## Consigne A
D'après le texte à lire, quelle part des répondants ayant indiqué s'ils étaient locataires ou propriétaires étaient propriétaires ?

Cependant, il a été difficile de déterminer cette dernière catégorie. En effet, nous voulions rester dans le ton de la conversation et adopter une pratique non intrusive sur le terrain. Or, les questions liées aux revenus et, plus globalement, à l’argent restent sensibles. Pour tenter de contourner cet obstacle, nous demandions aux répondants s’ils habitaient proche du lieu de l’entrevue et s’ils étaient locataires ou propriétaires de leur logement. Mais même cette dernière question a semblé problématique, puisque seule la moitié des répondants nous a fourni cette information (parmi ceux-ci, les trois quarts étaient des propriétaires). Il restait cependant difficile de poser des questions permettant d’identifier avec précision le statut socioéconomique des personnes si nous voulions conserver à l’entretien le ton de la conversation et les caractéristiques intrinsèques aux rencontres entre inconnus dans l’espace public de la ville. L’opérationnalisation de la catégorie de « classes moyennes » aura été au final relativement floue. En effet, les enquêtrices ont essayé d’estimer, grâce à une série d’indices (le niveau de langage, le style vestimentaire et les propos tenus), si la personne se situait à l’un des deux extrêmes de la hiérarchie sociale. En cas de réponse négative, elle était qualifiée de « couche moyenne ». Finalement, nous avons cherché à savoir depuis combien de temps les personnes interrogées résidaient dans le quartier, l’ancienneté étant un attribut individuel qui a des effets sur l’attachement au quartier et sur les attitudes face au changement. Sept répondants sur dix nous ont fourni une information précise et, parmi ceux-ci, les deux tiers résidaient dans leur quartier respectif depuis plus de dix ans.

Dans la suite de cet article, nous nous intéresserons en particulier aux propos recueillis au cours des entretiens que nous avons eus avec les répondants rencontrés lors des observations dans les espaces publics. Après la tourmente suscitée par le débat sur les accommodements raisonnables, il est intéressant de s’arrêter à la manière dont les personnes rencontrées parlent de leur quartier et évoquent ou non la diversité ethnoculturelle. Notre analyse cible d’abord et avant tout des discours produits en situation et ne vise pas à comparer les quartiers, même si nous évoquons parfois certaines différences entre eux[10].

## Données fournies
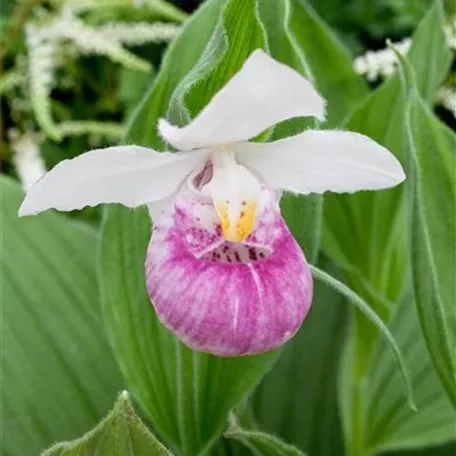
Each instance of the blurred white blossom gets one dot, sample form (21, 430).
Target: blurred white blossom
(450, 31)
(27, 158)
(380, 64)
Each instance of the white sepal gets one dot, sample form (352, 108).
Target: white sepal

## Consigne B
Convertissez en tableau Markdown les lignes des entrées, en commençant par celle qui contient « Each instance of the white » et en terminant par la dernière ligne des entrées. Utilisez une colonne Numéro pour le rang de chaque ligne et une colonne Contenu pour la ligne elle-même, sans reprendre les lignes vides.

## Réponse attendue A
Les trois quarts d'entre eux étaient propriétaires.

## Réponse attendue B
| Numéro | Contenu |
|---|---|
| 1 | Each instance of the white sepal gets one dot, sample form (352, 108). |
| 2 | Target: white sepal |